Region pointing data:
┄┄┄┄┄┄┄┄┄┄
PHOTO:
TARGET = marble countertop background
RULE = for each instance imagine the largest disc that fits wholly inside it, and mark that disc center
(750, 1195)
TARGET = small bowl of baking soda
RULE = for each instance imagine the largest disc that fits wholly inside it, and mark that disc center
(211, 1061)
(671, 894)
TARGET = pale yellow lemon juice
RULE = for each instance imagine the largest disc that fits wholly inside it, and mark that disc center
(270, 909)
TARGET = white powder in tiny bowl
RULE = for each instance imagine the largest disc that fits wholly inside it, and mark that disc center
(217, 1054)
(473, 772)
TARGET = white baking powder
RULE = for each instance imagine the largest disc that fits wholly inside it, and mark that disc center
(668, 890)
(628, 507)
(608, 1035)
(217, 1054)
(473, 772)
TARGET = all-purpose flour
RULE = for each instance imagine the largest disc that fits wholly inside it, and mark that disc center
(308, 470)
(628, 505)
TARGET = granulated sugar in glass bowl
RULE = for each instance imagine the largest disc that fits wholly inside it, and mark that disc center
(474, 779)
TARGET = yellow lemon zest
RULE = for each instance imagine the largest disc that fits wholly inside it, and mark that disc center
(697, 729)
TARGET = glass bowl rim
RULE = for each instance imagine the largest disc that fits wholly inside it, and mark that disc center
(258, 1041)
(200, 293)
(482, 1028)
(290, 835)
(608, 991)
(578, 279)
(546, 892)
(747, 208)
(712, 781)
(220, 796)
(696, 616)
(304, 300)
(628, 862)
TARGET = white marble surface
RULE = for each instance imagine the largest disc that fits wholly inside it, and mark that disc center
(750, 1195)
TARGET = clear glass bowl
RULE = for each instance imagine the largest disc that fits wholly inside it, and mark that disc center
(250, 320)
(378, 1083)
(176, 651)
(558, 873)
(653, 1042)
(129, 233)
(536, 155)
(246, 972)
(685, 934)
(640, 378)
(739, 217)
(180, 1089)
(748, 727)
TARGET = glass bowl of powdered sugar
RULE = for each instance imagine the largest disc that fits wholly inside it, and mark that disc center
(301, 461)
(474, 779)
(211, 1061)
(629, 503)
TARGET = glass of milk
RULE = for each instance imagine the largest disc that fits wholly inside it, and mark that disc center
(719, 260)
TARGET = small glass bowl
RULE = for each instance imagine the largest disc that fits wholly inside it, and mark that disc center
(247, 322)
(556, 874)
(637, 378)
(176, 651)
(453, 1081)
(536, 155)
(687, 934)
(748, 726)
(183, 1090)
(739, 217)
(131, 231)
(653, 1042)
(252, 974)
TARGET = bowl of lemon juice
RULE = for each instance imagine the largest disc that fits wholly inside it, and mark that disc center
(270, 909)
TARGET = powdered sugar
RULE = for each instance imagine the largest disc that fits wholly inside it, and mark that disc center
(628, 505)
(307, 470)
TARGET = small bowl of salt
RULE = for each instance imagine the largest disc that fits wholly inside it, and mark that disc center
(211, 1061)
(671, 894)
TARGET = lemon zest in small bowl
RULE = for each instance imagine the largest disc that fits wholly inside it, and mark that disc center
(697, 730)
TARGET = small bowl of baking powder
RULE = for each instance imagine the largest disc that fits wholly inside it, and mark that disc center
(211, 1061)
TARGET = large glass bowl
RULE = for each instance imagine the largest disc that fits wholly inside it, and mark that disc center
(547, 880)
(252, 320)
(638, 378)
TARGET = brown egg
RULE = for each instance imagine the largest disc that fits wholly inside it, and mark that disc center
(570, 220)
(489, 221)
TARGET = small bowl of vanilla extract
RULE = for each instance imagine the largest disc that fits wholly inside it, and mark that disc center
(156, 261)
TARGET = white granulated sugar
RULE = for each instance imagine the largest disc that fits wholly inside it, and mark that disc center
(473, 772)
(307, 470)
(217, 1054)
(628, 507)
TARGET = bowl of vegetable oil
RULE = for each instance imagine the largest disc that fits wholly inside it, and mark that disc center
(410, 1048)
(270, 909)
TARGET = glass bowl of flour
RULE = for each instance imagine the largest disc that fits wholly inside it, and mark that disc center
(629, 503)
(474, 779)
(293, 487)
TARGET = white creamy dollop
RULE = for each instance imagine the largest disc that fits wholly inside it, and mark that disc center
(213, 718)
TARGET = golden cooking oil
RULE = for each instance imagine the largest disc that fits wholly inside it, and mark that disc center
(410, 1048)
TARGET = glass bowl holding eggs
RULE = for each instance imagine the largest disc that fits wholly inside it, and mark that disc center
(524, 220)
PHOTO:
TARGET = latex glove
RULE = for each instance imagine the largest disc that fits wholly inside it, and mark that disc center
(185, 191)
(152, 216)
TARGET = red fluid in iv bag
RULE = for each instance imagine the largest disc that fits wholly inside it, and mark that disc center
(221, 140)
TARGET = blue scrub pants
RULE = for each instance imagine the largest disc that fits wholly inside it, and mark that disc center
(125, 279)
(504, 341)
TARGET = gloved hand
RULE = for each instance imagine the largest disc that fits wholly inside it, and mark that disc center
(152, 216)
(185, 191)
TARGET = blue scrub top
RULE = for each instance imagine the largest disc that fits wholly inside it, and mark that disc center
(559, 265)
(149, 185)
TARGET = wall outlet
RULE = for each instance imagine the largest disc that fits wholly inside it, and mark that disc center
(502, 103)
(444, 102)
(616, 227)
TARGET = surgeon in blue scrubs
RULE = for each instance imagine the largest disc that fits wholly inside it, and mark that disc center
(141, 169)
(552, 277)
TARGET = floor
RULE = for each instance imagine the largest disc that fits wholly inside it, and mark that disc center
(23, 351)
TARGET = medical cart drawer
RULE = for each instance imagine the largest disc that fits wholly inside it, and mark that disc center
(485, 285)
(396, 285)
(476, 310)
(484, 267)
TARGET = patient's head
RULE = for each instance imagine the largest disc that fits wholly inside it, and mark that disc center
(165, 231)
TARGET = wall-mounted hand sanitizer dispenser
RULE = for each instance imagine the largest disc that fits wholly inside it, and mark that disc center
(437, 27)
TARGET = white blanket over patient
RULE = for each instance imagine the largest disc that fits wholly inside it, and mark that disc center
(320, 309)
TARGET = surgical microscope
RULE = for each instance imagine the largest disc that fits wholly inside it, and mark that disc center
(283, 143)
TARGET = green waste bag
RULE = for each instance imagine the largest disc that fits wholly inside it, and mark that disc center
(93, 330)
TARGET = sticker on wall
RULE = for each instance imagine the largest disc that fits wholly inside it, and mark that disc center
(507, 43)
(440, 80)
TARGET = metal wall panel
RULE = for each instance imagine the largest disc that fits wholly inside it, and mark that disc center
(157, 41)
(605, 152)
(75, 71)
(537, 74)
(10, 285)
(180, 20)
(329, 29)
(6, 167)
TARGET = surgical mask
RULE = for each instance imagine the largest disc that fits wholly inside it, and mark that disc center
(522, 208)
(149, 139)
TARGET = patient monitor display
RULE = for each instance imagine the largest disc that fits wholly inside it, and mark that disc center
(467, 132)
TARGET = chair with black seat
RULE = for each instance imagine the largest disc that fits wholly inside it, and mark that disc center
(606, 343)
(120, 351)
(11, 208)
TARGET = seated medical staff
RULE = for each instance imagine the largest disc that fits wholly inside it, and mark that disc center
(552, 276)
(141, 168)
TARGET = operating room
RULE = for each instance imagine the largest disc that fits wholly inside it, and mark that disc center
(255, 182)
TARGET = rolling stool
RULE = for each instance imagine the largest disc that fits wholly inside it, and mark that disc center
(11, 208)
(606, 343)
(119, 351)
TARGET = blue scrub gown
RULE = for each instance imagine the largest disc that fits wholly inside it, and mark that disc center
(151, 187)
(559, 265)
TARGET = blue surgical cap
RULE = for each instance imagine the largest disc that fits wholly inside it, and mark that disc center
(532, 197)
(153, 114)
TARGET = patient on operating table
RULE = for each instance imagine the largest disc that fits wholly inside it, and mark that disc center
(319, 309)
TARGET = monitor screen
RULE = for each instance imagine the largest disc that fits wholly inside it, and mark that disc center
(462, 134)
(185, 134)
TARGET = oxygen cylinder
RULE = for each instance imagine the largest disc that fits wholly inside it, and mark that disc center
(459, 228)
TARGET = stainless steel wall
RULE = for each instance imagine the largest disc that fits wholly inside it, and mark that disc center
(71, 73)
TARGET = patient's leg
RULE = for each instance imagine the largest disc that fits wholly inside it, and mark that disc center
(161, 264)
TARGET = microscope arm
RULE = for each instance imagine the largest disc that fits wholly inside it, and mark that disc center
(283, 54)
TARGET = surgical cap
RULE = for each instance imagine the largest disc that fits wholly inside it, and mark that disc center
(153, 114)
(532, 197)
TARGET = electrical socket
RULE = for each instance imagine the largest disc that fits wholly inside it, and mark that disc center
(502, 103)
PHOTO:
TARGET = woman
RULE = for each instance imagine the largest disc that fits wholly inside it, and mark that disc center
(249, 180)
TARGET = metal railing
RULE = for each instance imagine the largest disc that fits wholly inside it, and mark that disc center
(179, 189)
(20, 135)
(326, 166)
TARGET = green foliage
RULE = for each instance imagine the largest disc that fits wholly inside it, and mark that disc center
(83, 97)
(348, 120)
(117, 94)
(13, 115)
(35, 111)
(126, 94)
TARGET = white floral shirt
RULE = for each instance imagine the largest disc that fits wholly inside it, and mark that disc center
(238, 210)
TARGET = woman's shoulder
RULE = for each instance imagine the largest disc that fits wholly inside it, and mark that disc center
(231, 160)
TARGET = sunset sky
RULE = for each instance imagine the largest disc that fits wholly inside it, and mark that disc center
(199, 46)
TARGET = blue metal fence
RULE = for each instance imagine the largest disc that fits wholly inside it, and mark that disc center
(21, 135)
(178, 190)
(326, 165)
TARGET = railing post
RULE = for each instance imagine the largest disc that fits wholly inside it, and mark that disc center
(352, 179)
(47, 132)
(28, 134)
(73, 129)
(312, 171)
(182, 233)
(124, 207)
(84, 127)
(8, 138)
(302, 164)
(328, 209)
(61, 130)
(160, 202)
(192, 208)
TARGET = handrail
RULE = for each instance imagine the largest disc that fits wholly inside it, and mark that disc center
┄┄┄┄┄┄┄┄┄┄
Work to be completed: In the entries above, some lines hold the string "monitor". Copy each of them.

Response area:
TARGET = patient monitor display
TARGET = monitor screen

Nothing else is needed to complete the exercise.